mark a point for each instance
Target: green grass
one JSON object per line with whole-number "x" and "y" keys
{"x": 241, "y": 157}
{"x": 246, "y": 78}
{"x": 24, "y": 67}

→ Aim of the exercise: Output all of the rows above verbatim, with every line left unchanged.

→ Response:
mark a point for each instance
Target: green grass
one JSON object per line with whole-number "x" and "y" keys
{"x": 241, "y": 157}
{"x": 246, "y": 78}
{"x": 24, "y": 67}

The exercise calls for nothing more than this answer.